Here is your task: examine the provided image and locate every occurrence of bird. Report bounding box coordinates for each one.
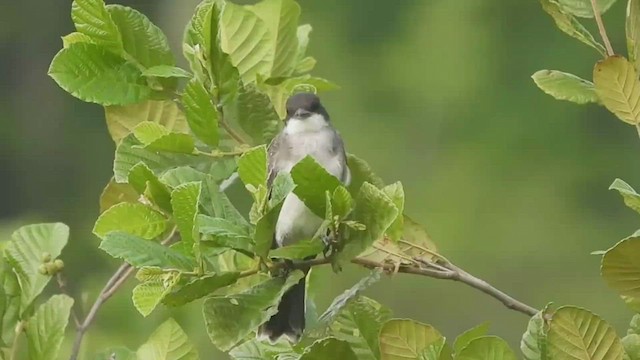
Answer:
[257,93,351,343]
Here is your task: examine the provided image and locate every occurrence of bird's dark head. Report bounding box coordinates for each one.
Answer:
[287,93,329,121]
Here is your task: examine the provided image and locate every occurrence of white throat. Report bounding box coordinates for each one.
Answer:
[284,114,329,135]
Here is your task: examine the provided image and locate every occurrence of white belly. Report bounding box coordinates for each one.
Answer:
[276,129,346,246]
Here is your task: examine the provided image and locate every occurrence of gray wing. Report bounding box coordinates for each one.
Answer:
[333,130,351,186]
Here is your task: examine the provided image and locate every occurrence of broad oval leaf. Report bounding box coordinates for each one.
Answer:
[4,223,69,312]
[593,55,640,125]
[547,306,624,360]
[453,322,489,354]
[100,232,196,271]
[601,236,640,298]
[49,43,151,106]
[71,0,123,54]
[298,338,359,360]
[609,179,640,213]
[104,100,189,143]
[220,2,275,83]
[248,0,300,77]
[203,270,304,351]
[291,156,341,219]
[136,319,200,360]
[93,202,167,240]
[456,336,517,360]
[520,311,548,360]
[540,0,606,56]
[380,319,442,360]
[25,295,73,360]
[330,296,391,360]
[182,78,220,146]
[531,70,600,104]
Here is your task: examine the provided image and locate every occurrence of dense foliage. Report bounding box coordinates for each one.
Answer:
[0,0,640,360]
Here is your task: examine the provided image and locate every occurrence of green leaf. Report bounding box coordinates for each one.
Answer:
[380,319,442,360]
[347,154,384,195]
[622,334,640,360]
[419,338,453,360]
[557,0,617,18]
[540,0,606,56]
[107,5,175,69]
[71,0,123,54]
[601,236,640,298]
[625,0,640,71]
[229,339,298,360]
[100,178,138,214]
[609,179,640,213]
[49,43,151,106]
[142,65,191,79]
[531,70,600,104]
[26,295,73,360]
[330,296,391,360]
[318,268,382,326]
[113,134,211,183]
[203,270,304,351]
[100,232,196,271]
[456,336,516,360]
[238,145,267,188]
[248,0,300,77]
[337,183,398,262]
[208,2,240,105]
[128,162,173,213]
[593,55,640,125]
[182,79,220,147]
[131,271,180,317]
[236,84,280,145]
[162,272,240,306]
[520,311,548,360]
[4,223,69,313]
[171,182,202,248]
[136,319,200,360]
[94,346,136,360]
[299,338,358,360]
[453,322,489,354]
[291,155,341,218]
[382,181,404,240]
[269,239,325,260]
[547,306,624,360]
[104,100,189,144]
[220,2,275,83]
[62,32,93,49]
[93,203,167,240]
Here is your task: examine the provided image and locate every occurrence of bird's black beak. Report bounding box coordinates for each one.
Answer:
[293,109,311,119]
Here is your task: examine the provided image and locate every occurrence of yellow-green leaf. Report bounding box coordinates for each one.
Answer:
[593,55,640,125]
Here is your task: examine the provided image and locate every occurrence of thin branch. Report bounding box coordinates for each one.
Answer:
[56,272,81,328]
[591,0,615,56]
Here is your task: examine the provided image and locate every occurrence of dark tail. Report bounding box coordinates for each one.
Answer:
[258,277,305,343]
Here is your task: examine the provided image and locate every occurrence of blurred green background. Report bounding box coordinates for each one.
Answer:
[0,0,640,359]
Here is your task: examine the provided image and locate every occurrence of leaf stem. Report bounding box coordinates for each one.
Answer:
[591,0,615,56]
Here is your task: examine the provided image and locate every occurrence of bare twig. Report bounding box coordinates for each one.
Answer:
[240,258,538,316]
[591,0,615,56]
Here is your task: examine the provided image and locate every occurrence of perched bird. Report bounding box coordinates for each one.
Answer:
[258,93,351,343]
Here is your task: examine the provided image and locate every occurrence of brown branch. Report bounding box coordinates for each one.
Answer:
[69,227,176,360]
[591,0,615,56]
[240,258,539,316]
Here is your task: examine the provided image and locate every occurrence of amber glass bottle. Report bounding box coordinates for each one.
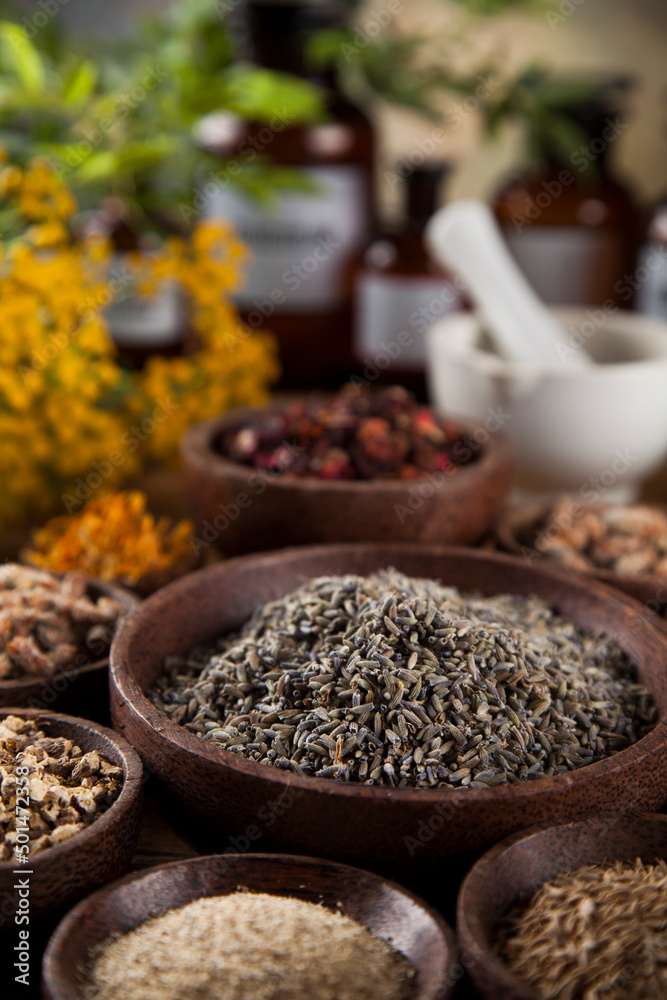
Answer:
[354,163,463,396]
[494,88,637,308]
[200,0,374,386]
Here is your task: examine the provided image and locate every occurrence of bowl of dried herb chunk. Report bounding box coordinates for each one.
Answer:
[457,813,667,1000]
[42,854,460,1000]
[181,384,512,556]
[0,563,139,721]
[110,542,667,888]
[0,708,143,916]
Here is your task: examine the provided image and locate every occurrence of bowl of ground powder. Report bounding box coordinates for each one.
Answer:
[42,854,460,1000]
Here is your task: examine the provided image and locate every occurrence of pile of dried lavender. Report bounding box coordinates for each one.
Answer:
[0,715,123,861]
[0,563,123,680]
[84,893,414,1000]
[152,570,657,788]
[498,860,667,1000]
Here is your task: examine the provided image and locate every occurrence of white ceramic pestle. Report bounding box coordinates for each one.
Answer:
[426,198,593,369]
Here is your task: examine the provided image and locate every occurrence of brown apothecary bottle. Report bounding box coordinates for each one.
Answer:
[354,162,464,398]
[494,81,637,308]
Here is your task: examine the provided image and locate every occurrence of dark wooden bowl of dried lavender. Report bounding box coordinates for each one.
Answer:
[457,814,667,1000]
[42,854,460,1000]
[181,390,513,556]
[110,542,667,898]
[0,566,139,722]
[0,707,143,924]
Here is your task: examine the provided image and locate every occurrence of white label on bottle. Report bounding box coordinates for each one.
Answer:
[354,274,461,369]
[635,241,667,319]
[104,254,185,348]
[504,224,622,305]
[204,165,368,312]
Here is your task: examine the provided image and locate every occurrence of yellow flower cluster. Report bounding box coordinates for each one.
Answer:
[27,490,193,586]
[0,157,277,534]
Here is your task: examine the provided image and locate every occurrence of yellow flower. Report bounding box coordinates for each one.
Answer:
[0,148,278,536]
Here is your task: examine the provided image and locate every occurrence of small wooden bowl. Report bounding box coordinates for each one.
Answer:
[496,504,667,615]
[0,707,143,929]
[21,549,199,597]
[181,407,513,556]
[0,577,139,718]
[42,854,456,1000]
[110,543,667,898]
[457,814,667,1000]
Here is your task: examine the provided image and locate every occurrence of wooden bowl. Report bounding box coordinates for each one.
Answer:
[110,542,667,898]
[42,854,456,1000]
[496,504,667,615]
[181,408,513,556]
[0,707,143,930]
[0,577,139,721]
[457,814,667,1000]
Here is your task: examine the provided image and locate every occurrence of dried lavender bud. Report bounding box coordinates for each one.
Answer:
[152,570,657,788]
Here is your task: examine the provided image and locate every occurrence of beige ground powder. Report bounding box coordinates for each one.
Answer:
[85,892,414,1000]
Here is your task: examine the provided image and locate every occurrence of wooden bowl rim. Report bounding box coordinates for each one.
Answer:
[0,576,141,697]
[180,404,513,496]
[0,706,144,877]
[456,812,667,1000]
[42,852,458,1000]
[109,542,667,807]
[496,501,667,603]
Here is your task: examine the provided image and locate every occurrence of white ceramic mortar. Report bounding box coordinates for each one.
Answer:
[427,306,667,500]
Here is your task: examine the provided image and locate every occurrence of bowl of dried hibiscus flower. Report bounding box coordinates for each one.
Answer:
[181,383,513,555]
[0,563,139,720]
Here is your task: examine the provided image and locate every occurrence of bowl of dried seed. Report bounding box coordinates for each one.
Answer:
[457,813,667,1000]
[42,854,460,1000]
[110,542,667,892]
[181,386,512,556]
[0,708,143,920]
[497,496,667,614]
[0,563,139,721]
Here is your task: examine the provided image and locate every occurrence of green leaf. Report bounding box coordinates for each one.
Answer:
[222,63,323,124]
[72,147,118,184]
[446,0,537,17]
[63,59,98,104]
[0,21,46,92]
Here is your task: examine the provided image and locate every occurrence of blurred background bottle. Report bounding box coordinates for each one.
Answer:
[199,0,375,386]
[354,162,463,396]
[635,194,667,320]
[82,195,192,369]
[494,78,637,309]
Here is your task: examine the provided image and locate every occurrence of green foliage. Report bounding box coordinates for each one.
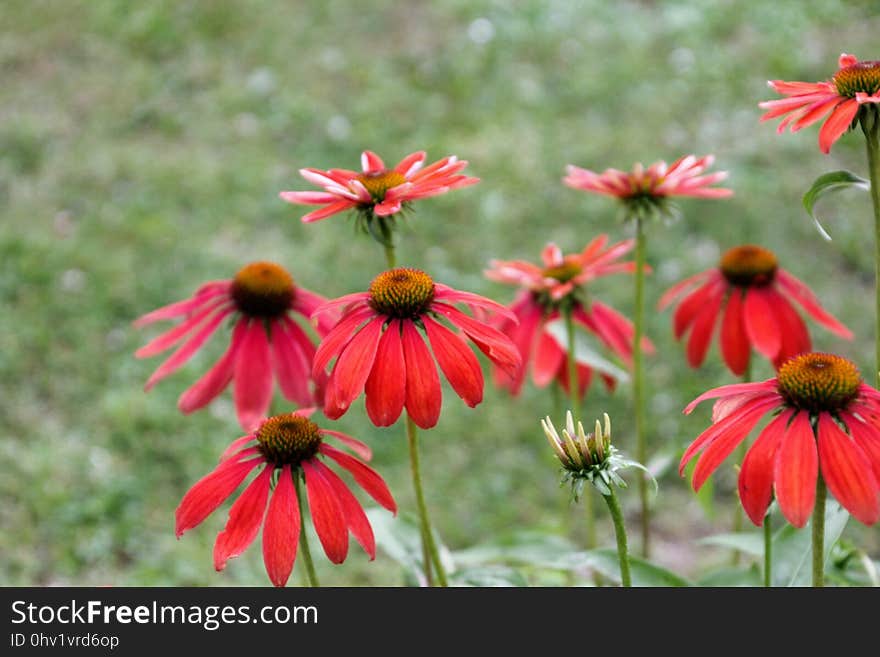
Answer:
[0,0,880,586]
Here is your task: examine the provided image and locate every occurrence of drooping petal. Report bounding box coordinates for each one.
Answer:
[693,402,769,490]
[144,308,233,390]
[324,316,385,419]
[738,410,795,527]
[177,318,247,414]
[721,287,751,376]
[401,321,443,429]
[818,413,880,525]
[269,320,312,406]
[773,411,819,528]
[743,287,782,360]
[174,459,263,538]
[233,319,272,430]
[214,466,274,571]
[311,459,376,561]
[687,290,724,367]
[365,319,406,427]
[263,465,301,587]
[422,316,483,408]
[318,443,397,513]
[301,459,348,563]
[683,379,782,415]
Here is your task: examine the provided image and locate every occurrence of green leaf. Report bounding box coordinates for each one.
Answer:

# # # #

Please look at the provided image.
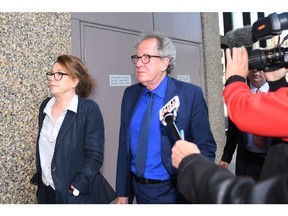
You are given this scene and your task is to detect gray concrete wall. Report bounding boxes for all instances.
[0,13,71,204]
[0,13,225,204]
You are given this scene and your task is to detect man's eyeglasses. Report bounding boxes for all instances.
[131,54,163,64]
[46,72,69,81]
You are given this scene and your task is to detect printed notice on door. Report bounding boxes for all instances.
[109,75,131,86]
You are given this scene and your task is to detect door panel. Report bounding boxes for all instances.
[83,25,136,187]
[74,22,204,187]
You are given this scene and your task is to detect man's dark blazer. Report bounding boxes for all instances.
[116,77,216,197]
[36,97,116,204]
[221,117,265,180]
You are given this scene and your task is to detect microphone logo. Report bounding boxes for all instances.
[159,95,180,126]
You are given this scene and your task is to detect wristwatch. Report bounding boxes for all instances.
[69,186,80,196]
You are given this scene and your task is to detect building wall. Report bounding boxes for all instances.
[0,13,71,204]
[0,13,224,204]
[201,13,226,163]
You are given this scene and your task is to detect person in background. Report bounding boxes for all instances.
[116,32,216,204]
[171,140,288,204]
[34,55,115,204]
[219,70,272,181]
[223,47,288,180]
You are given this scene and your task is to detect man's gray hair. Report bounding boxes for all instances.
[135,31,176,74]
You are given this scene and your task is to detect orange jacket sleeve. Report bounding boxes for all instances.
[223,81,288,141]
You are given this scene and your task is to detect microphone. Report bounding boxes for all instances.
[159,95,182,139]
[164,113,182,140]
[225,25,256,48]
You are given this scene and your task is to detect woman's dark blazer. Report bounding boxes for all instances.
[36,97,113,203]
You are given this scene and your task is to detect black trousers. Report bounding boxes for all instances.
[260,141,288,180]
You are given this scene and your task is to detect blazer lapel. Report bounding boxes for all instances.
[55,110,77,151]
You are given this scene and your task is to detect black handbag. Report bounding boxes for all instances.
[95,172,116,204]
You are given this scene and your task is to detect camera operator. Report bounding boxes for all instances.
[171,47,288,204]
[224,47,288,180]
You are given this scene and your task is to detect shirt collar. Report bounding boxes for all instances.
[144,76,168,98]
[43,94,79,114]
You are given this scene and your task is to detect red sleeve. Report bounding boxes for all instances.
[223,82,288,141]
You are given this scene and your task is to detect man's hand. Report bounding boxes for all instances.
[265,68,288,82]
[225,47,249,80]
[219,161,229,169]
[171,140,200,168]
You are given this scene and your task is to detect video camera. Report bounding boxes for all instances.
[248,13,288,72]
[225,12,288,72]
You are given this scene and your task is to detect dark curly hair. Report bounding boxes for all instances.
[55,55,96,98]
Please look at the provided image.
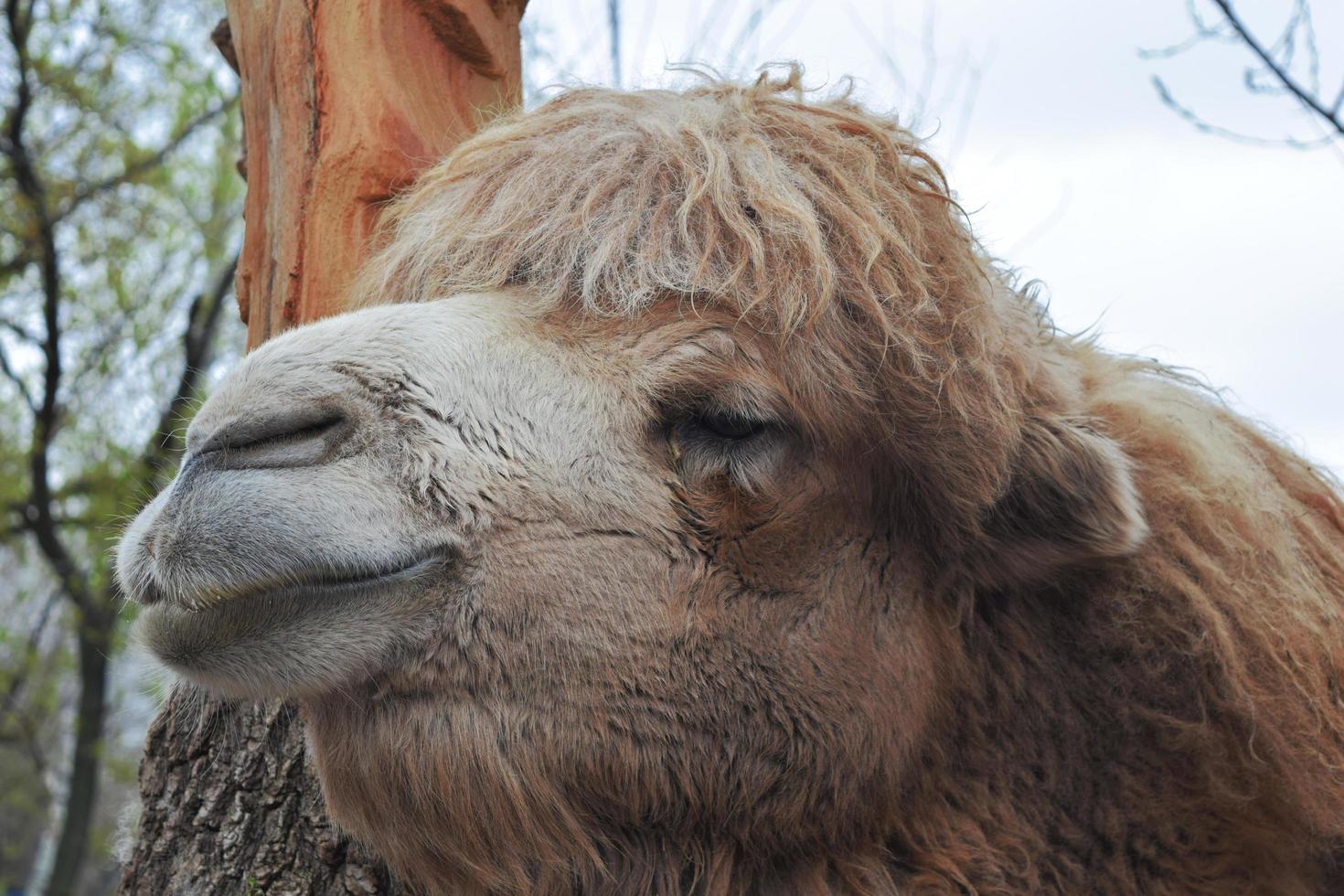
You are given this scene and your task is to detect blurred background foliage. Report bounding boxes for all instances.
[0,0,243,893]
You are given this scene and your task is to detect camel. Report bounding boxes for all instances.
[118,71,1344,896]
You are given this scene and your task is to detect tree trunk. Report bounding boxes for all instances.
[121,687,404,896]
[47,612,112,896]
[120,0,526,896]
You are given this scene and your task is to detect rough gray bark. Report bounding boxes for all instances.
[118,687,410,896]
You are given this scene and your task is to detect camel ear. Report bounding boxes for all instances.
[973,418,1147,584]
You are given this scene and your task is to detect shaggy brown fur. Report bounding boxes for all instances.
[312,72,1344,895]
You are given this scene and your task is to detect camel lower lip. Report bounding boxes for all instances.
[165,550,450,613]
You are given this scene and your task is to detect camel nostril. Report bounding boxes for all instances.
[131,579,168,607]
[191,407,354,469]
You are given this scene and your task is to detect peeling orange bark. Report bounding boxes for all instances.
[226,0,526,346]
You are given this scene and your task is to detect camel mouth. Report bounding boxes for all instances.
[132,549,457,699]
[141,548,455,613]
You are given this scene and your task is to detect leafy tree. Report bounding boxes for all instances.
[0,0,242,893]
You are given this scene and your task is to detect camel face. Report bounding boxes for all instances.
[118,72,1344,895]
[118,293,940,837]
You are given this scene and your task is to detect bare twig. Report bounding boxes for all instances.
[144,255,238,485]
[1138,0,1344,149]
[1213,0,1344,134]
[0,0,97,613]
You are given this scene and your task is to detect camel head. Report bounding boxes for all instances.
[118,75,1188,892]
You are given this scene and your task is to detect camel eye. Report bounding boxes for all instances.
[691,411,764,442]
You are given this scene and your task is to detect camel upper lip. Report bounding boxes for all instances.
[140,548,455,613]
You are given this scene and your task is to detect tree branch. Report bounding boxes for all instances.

# # # #

**Written request**
Switch "dried lavender" to "dried rosemary" in the items, starting at the line with "occurrence of pile" and ending at the line with "[498,860,667,1000]". Return only those lines, with nothing else altered.

**Written solution**
Here is your task: examine the provided image and locate every occurrence of pile of dried rosemary. Report bounding box coordinates for each one.
Answer:
[0,715,123,861]
[0,563,123,680]
[84,893,414,1000]
[152,570,657,788]
[498,860,667,1000]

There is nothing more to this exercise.